WORK TO COMPLETE => Count the lines in the data below that contain the word "paper", and give only that number.

Excerpt from a dataset:
--- begin ---
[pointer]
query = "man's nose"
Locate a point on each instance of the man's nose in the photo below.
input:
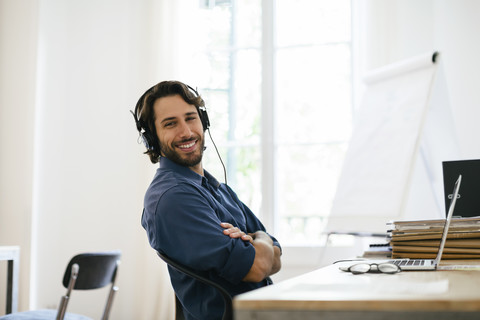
(185, 130)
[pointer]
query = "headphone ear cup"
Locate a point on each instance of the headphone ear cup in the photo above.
(148, 141)
(202, 111)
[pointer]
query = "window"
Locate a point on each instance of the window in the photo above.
(276, 76)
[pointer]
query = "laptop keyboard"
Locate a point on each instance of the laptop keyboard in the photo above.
(412, 262)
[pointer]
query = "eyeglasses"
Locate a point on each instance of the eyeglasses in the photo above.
(361, 268)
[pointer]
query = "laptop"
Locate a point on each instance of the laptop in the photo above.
(432, 264)
(470, 171)
(427, 264)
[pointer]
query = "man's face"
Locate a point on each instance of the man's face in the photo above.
(180, 131)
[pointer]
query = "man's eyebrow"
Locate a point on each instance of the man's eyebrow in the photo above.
(173, 118)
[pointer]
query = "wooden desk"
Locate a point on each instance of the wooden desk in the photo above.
(12, 255)
(329, 293)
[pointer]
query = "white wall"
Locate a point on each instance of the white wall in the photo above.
(72, 177)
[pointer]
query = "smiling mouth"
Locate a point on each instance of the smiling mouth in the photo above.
(187, 145)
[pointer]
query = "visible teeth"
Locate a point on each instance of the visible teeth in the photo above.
(186, 146)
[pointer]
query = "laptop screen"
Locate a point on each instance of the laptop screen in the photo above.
(470, 171)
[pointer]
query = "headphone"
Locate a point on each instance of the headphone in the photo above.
(150, 139)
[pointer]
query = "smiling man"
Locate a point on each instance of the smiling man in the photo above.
(191, 217)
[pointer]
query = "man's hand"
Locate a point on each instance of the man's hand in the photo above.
(267, 256)
(234, 232)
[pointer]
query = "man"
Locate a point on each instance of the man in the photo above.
(191, 217)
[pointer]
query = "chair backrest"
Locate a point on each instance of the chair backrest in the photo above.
(228, 310)
(88, 271)
(97, 269)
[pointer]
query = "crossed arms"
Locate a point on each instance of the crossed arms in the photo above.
(267, 256)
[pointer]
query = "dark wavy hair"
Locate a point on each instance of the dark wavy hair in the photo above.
(146, 115)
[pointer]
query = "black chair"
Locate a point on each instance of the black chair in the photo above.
(228, 310)
(85, 271)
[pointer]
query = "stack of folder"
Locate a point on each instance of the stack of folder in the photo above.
(421, 239)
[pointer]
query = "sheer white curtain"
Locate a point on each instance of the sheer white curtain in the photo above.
(89, 61)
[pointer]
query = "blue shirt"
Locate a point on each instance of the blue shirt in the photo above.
(182, 215)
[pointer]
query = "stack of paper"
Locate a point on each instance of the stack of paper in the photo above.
(421, 238)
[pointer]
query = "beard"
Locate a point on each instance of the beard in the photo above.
(187, 160)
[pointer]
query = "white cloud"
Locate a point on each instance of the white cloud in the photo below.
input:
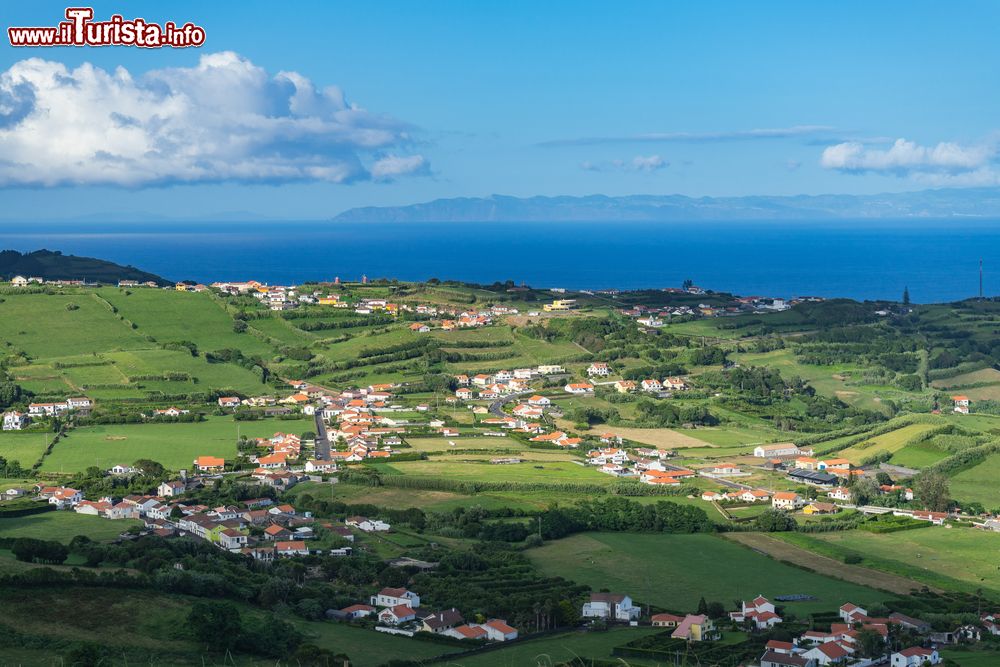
(907, 157)
(224, 119)
(795, 131)
(643, 163)
(394, 166)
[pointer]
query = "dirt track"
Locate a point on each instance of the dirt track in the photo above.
(855, 574)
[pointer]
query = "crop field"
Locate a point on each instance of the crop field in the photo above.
(24, 447)
(558, 649)
(980, 483)
(471, 471)
(920, 455)
(662, 438)
(176, 316)
(368, 648)
(892, 441)
(209, 376)
(675, 571)
(173, 445)
(47, 326)
(63, 526)
(954, 559)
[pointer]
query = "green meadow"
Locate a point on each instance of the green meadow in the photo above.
(175, 445)
(675, 571)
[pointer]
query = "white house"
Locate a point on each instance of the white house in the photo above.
(611, 606)
(786, 500)
(392, 597)
(15, 421)
(915, 657)
(778, 449)
(397, 615)
(497, 630)
(171, 489)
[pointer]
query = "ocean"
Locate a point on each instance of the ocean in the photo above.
(937, 260)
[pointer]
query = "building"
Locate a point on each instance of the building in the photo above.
(392, 597)
(916, 656)
(696, 628)
(786, 500)
(209, 463)
(665, 620)
(15, 421)
(776, 659)
(611, 606)
(778, 449)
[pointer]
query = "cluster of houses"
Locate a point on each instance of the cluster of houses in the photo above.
(645, 464)
(839, 645)
(398, 611)
(259, 528)
(490, 386)
(15, 421)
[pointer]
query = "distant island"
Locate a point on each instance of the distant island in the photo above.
(944, 203)
(54, 265)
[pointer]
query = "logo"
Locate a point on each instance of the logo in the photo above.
(81, 30)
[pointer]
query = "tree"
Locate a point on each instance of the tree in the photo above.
(932, 491)
(864, 490)
(774, 521)
(216, 622)
(870, 643)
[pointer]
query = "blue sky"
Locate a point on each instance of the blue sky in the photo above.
(521, 98)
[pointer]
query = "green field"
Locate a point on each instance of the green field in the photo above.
(920, 455)
(42, 326)
(980, 483)
(465, 470)
(893, 441)
(675, 571)
(171, 316)
(956, 558)
(63, 526)
(174, 445)
(554, 650)
(24, 447)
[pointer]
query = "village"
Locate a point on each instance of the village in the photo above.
(569, 426)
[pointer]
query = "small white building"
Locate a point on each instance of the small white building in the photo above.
(611, 606)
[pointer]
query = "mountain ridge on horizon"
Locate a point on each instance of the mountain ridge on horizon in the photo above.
(940, 203)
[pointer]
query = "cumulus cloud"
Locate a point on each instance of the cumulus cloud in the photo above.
(224, 119)
(909, 158)
(804, 131)
(640, 163)
(393, 166)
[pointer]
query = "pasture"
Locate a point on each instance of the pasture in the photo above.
(175, 445)
(24, 447)
(675, 571)
(949, 558)
(980, 483)
(893, 441)
(47, 325)
(63, 526)
(473, 471)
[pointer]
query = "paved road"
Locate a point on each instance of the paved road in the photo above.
(496, 407)
(322, 439)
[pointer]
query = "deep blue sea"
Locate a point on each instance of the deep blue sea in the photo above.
(937, 260)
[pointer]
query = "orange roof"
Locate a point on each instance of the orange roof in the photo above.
(210, 462)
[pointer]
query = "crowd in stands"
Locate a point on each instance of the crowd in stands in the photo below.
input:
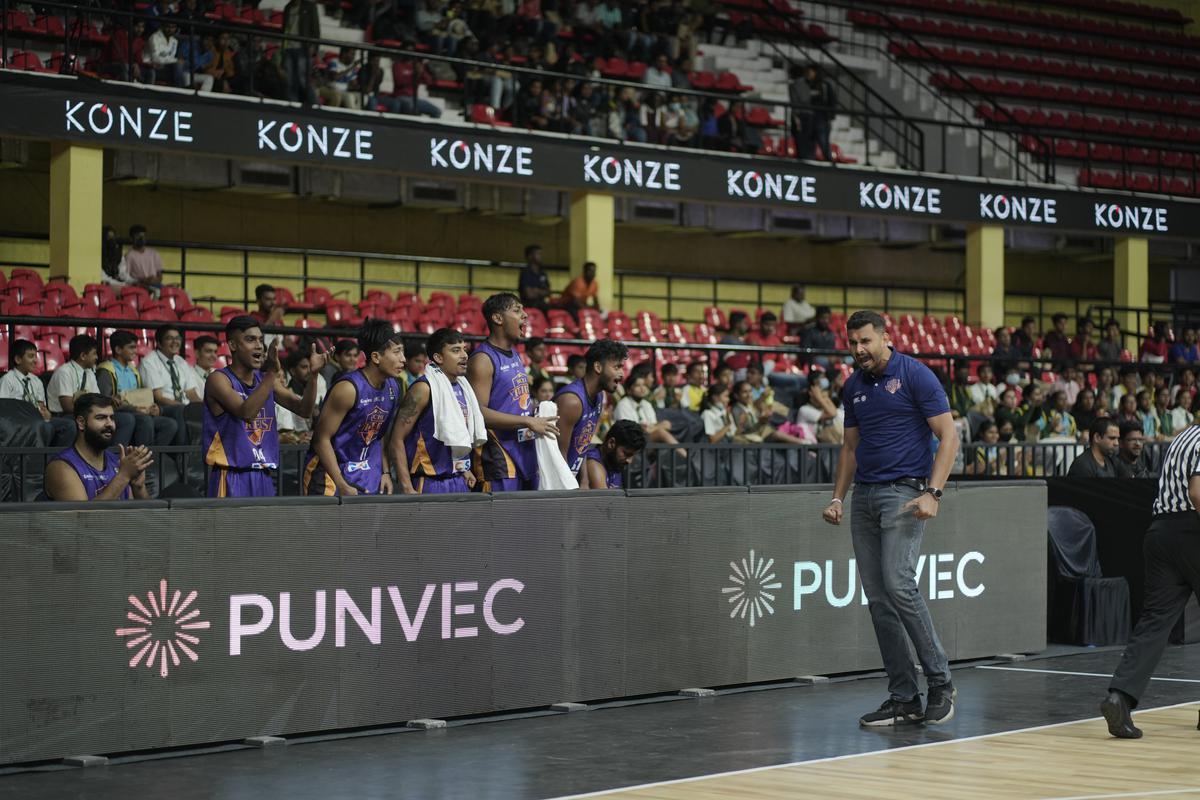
--- end ---
EXERCISE OUTPUT => 2